### Listing:
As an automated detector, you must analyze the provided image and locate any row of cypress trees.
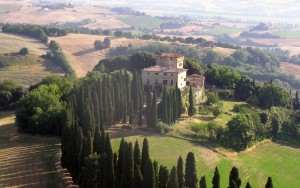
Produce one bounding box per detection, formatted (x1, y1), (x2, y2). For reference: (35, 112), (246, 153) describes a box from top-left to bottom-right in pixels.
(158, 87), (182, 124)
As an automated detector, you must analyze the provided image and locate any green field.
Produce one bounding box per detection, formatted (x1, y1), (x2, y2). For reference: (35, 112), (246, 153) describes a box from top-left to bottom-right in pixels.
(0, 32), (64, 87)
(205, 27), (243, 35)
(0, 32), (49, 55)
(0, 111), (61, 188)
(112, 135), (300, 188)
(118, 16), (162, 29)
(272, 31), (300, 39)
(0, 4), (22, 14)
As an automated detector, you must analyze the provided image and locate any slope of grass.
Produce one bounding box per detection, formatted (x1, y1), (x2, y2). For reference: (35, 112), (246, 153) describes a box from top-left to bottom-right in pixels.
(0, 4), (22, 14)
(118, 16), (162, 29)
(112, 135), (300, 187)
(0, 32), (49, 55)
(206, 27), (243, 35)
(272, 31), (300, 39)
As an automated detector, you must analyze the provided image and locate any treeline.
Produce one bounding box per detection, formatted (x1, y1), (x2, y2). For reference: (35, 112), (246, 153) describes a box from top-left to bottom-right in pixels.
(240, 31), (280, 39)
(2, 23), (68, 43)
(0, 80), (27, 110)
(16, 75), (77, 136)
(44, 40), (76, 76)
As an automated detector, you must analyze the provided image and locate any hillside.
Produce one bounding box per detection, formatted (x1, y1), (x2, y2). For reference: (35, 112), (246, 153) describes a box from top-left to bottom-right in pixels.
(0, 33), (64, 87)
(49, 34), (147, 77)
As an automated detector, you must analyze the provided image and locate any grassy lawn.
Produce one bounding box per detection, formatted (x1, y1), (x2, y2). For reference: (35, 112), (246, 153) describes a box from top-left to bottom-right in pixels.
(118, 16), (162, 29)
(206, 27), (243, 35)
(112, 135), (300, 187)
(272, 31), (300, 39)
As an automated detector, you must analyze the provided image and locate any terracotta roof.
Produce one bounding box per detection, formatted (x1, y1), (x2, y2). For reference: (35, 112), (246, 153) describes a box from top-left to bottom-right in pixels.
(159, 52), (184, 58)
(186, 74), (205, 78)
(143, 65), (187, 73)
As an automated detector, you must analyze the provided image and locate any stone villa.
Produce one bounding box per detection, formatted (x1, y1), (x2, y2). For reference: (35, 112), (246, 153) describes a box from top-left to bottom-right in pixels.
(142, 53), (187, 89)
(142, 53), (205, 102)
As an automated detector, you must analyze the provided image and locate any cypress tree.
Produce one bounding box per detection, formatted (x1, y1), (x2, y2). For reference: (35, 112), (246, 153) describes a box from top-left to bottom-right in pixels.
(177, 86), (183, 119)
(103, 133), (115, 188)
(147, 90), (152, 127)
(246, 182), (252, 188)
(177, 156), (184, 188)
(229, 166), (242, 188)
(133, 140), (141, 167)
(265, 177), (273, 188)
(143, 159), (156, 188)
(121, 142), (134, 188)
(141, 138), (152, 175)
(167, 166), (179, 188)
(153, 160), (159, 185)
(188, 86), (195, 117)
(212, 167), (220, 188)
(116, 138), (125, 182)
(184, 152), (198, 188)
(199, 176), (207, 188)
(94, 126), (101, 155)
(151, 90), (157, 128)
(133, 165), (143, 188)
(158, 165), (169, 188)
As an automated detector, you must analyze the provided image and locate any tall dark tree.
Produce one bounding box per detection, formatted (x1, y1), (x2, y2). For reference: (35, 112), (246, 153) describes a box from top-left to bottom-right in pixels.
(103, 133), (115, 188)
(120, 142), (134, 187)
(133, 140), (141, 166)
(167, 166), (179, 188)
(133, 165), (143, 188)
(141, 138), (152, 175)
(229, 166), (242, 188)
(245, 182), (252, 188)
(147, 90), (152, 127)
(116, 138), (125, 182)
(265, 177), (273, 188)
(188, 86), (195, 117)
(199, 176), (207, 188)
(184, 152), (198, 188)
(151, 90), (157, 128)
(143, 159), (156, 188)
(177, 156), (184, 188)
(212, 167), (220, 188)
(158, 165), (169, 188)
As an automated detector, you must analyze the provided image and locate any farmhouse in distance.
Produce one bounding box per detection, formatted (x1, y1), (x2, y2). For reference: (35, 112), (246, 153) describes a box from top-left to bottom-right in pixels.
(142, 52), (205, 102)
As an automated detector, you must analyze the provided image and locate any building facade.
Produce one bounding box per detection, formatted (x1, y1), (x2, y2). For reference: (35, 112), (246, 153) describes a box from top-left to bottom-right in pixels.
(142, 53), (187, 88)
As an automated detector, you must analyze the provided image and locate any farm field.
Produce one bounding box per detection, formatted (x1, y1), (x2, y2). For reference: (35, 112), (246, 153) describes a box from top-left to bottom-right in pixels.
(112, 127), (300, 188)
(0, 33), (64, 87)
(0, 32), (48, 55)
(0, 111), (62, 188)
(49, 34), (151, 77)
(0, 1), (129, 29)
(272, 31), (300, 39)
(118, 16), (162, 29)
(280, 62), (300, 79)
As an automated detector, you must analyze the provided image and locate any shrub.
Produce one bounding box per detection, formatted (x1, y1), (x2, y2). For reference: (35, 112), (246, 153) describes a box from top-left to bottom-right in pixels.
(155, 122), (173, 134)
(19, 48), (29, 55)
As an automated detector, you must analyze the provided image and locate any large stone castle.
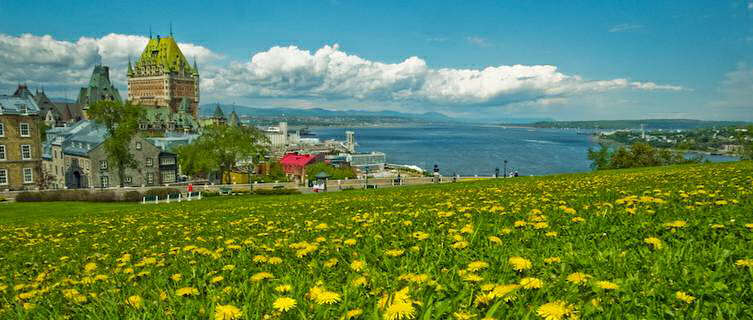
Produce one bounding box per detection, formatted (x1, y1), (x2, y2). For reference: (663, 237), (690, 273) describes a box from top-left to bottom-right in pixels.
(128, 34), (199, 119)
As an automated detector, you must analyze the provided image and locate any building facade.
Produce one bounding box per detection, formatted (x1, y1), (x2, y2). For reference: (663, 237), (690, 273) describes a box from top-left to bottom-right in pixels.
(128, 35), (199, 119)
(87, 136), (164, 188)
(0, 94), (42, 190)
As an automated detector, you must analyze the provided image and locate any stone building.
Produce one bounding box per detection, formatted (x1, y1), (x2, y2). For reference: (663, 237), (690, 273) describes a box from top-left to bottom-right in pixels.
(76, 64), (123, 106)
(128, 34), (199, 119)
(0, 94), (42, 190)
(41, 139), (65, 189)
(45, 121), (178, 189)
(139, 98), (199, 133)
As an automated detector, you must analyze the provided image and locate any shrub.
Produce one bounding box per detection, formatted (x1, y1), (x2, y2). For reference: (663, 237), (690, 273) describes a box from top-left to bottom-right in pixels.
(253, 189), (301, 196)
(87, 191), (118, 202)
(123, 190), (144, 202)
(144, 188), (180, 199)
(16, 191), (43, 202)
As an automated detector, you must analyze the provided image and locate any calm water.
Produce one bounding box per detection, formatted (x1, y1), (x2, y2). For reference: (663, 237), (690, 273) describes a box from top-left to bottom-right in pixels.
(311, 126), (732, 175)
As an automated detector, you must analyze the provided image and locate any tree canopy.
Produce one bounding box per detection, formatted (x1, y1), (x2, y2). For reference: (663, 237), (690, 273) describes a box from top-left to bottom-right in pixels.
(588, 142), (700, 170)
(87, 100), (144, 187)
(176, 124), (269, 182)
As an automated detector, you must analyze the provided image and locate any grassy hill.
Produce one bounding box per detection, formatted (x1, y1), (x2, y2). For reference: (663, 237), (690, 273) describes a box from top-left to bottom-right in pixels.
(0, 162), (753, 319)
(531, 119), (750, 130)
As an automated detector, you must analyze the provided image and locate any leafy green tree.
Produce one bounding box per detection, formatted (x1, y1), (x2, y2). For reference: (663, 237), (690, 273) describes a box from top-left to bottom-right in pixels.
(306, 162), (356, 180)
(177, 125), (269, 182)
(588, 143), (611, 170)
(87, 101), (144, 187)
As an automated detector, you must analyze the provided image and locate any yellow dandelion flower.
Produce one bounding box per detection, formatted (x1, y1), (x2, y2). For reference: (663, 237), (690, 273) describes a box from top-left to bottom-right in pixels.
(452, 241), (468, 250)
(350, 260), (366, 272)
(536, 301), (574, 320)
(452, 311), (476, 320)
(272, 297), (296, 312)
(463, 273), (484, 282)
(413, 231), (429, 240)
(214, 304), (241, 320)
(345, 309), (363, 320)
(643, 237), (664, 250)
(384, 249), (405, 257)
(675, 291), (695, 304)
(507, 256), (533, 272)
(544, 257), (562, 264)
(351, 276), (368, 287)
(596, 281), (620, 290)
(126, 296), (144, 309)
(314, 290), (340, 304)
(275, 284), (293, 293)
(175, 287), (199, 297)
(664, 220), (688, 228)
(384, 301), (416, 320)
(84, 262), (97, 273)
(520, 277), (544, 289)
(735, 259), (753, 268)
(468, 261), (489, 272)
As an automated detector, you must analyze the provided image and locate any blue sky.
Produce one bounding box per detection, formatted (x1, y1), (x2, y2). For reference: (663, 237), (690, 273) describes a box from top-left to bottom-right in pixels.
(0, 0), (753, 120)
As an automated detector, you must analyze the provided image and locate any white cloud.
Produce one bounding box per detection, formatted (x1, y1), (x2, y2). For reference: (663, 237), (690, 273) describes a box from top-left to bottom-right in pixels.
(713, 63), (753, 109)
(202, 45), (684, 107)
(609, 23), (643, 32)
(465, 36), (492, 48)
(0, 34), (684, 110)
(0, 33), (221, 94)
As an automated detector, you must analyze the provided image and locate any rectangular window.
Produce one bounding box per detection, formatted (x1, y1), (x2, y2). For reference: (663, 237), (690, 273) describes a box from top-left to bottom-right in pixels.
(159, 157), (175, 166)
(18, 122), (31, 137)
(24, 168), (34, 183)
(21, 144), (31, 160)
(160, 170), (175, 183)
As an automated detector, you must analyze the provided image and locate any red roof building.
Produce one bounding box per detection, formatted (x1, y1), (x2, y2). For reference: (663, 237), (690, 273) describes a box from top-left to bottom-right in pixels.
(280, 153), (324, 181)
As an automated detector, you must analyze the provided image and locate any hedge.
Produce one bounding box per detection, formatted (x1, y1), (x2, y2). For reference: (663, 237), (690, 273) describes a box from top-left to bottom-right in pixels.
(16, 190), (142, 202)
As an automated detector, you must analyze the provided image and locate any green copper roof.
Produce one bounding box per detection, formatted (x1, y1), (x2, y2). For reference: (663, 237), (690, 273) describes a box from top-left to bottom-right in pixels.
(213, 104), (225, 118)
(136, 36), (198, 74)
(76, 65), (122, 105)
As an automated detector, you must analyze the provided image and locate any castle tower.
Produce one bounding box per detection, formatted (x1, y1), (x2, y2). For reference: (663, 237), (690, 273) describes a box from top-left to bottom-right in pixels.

### Request:
Copy out the lines above, from the line holding "any grassy lawn." through the line holding "(143, 65), (187, 73)", inclusive, and shift every coordinate in the bounding-box answers up by 47. Leave all other text unchanged, including the reference coordinates.

### Exercise solution:
As an automated detector, you must analyze the provided image and locate any grassy lawn.
Produce one bounding box per detection, formatted (x1, y1), (x2, y2). For reference: (35, 112), (246, 153) describes a box from top-left to bottom-right in pixels.
(165, 63), (209, 76)
(253, 74), (290, 82)
(159, 182), (347, 234)
(319, 78), (347, 86)
As an automated detector, you must analyze the provided image and locate any terracotta roof.
Produce one bounding box per detection, formatted (x1, y1), (x2, y2). For reference: (35, 112), (246, 153) describes a box from top-left to bottom-right in pixels.
(206, 99), (231, 105)
(233, 121), (252, 125)
(190, 112), (234, 120)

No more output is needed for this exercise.